■ Work order: Write the next part of the piece on autism and ABA therapy below, starting right after its last sentence.

■ Passage to read:
========
If you are worried, we suggest the following:

  • Contact your pediatrician to discuss your child’s development. Your doctor may refer you to a diagnostic clinic, a developmental pediatrician, child psychologist, neurologist, or other specialist.
  • If your child is between 16 and 30 months of age, your doctor may ask you to complete a free, online screening tool called the M-CHAT to help you capture your concerns for the discussion.
  • Start therapy as quickly as possible. If your child is under three years old, contact your state department of health’s early intervention coordinator and ask for a free developmental screening. 

If your child has recently been diagnosed with autism, click here for our “What Now” guide.

What is ABA?

Applied Behavior Analysis is a systematic, individualized approach to helping your child develop and learn. Since children with autism have difficulty interacting with others, they often miss out on learning from the world around them the way that other children do. ABA therapy, in response, teaches them the skills that are delayed or missing, especially those that are the foundation for future learning: imitation, verbal and non-verbal communication, social skills, imaginative play skills, academic-readiness skills, and self-care. For a more detailed description of ABA therapy, click here.

For maximum benefit, ABA therapy should be delivered “intensively”. The American Academy of Pediatrics recommends a minimum of 25 hours/week. Outside of therapy, it should be a way of life. The best outcomes will occur when a child’s therapeutic team, family members, and school staff all use the same methods.

If you have a young child who has recently been diagnosed with autism, please consider starting ABA therapy as soon as possible. Research has shown that providing your child with intensive ABA therapy at a young age, a time of incredible brain development, is your best bet in helping him or her be as successful as possible in life.

See the next question to read more about why ABA is considered the gold-standard in treating children with autism.

Why ABA?

ABA therapy is the most recommended, scientifically-proven treatment for children with autism. In fact, it has been endorsed by organizations such as the American Academy of Pediatrics, National Academies of Science, Autism Speaks, the National Institute of Child Health and Human Development (NIH), and the Surgeon General.
========
■ Entries supplied:
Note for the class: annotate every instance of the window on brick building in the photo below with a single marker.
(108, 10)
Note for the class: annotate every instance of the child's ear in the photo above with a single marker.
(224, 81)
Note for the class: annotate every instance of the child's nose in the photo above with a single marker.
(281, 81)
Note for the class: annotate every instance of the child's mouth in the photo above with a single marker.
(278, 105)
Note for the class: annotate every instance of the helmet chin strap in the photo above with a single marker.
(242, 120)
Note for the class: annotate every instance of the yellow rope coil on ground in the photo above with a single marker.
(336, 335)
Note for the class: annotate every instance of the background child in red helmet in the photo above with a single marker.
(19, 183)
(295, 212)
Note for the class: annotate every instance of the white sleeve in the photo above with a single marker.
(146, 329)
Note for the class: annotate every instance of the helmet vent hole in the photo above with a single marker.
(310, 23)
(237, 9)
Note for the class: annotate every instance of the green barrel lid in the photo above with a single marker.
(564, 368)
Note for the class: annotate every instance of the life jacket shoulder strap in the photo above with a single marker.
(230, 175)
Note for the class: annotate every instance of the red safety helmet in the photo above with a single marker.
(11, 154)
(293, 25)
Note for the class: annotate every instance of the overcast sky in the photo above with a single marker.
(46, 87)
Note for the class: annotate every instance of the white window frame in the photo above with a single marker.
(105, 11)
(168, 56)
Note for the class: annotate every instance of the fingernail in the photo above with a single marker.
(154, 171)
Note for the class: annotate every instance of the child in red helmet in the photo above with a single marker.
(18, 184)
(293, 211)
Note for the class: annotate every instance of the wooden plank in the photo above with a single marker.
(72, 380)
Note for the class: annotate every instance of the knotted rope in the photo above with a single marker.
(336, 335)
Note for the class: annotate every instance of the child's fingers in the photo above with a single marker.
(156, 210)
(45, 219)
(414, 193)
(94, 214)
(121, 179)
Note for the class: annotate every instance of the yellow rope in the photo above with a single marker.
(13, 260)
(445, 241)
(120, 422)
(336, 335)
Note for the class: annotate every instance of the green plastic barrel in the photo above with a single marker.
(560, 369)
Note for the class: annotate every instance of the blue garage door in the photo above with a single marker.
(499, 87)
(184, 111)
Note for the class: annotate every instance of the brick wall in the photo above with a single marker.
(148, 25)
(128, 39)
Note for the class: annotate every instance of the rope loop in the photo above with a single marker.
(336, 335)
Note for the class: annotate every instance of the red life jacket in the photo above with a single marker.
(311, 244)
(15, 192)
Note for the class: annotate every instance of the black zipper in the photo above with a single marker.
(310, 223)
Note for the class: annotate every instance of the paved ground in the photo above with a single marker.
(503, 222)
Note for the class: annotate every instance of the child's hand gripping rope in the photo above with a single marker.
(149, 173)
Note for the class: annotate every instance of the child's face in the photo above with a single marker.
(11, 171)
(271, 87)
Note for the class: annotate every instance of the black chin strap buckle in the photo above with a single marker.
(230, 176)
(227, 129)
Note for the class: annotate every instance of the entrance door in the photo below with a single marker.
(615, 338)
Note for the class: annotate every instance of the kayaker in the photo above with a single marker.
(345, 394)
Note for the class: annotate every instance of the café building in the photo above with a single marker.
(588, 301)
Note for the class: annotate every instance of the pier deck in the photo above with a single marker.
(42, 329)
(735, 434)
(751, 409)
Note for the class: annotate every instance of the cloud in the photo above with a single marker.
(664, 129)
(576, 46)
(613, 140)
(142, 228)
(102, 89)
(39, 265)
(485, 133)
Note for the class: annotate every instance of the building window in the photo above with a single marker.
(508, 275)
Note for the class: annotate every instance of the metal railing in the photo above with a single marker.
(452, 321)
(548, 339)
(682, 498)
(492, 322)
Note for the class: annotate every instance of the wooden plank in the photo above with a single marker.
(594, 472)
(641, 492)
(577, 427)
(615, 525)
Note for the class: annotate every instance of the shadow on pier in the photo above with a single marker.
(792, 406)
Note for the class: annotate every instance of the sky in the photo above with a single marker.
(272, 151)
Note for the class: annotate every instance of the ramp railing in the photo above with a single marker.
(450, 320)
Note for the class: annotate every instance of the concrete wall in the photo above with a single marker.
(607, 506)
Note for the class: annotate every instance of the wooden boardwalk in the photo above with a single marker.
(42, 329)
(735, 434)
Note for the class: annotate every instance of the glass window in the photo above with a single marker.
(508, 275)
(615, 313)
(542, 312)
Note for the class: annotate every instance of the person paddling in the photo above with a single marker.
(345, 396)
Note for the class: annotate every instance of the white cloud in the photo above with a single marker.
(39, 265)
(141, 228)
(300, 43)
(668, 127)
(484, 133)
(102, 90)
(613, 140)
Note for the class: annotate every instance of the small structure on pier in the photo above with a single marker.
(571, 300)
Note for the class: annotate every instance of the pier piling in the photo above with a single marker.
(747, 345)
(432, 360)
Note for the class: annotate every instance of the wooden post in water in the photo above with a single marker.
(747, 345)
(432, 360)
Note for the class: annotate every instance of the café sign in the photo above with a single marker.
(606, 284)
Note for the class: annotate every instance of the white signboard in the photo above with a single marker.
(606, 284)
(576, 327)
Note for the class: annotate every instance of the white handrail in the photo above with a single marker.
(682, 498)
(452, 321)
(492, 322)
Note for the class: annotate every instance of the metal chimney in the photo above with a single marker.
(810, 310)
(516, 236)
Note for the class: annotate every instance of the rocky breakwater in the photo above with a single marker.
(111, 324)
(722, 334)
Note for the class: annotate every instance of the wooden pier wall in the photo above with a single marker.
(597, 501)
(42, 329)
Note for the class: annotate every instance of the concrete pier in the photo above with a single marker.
========
■ Exercise response:
According to The American Academy of Pediatrics, “The effectiveness of ABA-based intervention in ASDs has been well documented through five decades of research… Children who receive early intensive behavioral treatment have been shown to make substantial, sustained gains in IQ, language, academic performance, and adaptive behavior as well as some measures of social behavior, and their outcomes have been significantly better than those of children in control groups.”

How do you assess children and develop a program?

One of our Board Certified Behavior Analysts (BCBAs) will get to know you and your child in order to set initial treatment goals (e.g., development of skills such as communication skills, play skills, toilet training, cooperation and turn-taking, or a reduction in behavior problems) and develop an individualized treatment plan.

What do therapy sessions look like?

After first building a relationship with your child, a trained Associate Therapist will use proven teaching strategies (combining "work" and "fun") to help your child build new skills. We work on skills until they can be used very naturally in your child’s daily life. During each session, therapists will collect data on your child's progress.

How do you involve parents in therapy?

Since parents are the most important member of any child’s team, we will teach you the ABA strategies we are using with your child so that you too can use them to support your child’s development.

How do you assess my child's progress?

The data and information collected during therapy sessions is used by your child’s BCBA to continually assess your child’s progress and tailor the therapy accordingly. The information about your child's progress is always available to you, and we will show you what it means.

How do you keep parents informed?

 You and your Little Leaves team will meet monthly to review your child’s progress and discuss questions or concerns.